What you need to do:
Present every line of the items below as a numbered list, omitting any blank lines.

Information given:
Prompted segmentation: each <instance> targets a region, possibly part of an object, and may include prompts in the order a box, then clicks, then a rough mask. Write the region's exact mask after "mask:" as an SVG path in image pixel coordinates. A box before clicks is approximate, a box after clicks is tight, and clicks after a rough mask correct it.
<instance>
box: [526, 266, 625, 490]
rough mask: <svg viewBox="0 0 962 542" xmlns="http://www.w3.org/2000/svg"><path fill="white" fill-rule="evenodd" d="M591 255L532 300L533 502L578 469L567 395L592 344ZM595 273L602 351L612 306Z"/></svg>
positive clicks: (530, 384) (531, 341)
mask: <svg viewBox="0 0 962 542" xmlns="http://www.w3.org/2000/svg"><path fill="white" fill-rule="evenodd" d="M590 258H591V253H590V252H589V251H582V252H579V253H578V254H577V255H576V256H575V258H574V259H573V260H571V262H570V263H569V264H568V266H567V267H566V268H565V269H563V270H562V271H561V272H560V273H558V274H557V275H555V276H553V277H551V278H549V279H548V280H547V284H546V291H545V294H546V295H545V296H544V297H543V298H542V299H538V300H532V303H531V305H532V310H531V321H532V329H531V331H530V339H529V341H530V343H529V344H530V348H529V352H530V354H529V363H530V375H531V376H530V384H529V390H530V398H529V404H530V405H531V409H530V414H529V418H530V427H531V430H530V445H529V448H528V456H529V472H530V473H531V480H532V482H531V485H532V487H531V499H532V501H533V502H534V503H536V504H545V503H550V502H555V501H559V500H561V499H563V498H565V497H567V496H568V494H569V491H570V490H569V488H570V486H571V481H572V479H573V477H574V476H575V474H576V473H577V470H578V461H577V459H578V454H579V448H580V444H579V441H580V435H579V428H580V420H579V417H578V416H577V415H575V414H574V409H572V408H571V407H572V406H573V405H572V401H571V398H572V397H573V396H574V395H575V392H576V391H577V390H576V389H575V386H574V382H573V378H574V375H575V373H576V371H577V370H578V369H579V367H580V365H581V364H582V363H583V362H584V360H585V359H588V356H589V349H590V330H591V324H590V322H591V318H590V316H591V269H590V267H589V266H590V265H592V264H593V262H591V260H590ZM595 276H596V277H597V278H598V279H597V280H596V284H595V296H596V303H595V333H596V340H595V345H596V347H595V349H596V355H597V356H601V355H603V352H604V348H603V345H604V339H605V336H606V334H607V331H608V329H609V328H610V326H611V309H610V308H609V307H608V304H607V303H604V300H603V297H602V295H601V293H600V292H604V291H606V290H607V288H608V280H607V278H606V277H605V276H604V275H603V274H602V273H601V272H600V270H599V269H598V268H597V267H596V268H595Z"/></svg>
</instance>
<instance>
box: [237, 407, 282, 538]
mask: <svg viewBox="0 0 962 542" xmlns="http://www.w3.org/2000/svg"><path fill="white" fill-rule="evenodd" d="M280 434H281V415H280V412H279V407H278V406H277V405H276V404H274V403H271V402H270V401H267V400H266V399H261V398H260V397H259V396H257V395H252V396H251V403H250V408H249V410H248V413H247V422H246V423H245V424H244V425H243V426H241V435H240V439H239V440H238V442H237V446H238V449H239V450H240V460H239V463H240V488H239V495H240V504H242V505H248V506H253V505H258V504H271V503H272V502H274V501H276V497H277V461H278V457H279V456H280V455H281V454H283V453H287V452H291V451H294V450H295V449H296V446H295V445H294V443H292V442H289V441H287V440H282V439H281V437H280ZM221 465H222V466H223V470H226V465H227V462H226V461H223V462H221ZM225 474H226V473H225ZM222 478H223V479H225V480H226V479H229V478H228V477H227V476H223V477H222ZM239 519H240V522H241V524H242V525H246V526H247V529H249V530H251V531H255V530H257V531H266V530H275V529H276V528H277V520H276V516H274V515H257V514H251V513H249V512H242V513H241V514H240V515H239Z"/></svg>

Expected answer:
1. Prompted segmentation: each <instance> targets a region, possibly part of an object, and may include prompts in the order a box, then clicks, then a rough mask. Write the region's exact mask after "mask:" as an SVG path in image pixel coordinates. A box before clicks is approximate, a box after clicks is tight, and clicks after a rough mask correct it.
2. <instance>
3. box: [526, 266, 625, 490]
4. rough mask: <svg viewBox="0 0 962 542" xmlns="http://www.w3.org/2000/svg"><path fill="white" fill-rule="evenodd" d="M591 255L532 300L533 502L578 469L567 395L592 344ZM595 273L602 351L612 306Z"/></svg>
5. positive clicks: (530, 384) (531, 341)
6. mask: <svg viewBox="0 0 962 542" xmlns="http://www.w3.org/2000/svg"><path fill="white" fill-rule="evenodd" d="M590 258H591V253H590V252H589V251H582V252H579V253H578V254H577V255H576V256H575V258H574V259H573V260H571V262H570V263H569V264H568V266H567V267H566V268H565V269H563V270H562V271H561V272H560V273H558V274H557V275H555V276H553V277H551V278H549V279H548V280H547V284H546V291H545V294H546V295H545V296H544V297H543V298H542V299H538V300H532V303H531V305H532V310H531V321H532V329H531V331H530V339H529V341H530V343H529V344H530V348H529V352H530V354H529V363H530V375H531V376H530V384H529V390H530V398H529V404H530V405H531V409H530V414H529V418H530V427H531V430H530V445H529V448H528V456H529V472H530V473H531V480H532V482H531V485H532V487H531V499H532V501H533V502H534V503H536V504H545V503H550V502H555V501H559V500H561V499H563V498H565V497H567V496H568V494H569V491H570V490H569V488H570V486H571V481H572V479H573V477H574V476H575V474H576V473H577V470H578V461H577V459H578V454H579V448H580V444H579V441H580V435H579V428H580V420H579V417H578V416H577V415H575V414H574V409H572V408H571V407H572V406H573V405H572V401H571V398H572V397H573V396H574V395H575V392H576V391H577V390H576V389H575V386H574V382H573V378H574V375H575V373H576V371H577V370H578V369H579V367H580V365H581V364H582V363H583V362H584V360H585V359H588V356H589V349H590V330H591V324H590V322H591V318H590V316H591V269H590V267H589V266H590V265H592V264H593V262H591V260H590ZM595 276H596V277H597V278H598V279H597V280H596V284H595V296H596V303H595V333H596V340H595V345H596V347H595V349H596V355H597V356H601V355H603V352H604V348H603V345H604V339H605V336H606V334H607V331H608V329H609V328H610V326H611V309H610V308H609V307H608V304H607V303H604V300H603V297H602V295H601V293H600V292H604V291H606V290H607V288H608V280H607V278H606V277H605V276H604V275H603V274H602V273H601V272H600V270H599V269H598V268H597V267H596V268H595Z"/></svg>
7. </instance>
8. <instance>
9. box: [237, 407, 282, 538]
10. mask: <svg viewBox="0 0 962 542" xmlns="http://www.w3.org/2000/svg"><path fill="white" fill-rule="evenodd" d="M280 434H281V415H280V412H279V407H278V406H277V405H276V404H274V403H271V402H270V401H267V400H266V399H261V398H260V397H259V396H257V395H252V396H251V403H250V408H249V410H248V413H247V422H246V423H245V424H244V425H243V426H241V435H240V439H239V440H238V442H237V446H238V449H239V450H240V460H239V463H240V488H239V495H240V504H242V505H248V506H253V505H258V504H271V503H272V502H274V501H276V497H277V461H278V457H279V456H280V455H281V454H283V453H287V452H291V451H294V450H295V449H296V446H295V445H294V443H292V442H289V441H287V440H282V439H281V437H280ZM221 465H222V466H223V470H226V465H227V462H226V461H223V462H221ZM225 474H226V473H225ZM222 478H223V479H225V480H226V479H229V478H228V477H227V476H223V477H222ZM239 519H240V522H241V524H242V525H246V526H247V529H249V530H251V531H255V530H257V531H266V530H275V529H276V528H277V520H276V516H274V515H257V514H251V513H249V512H242V513H241V514H240V515H239Z"/></svg>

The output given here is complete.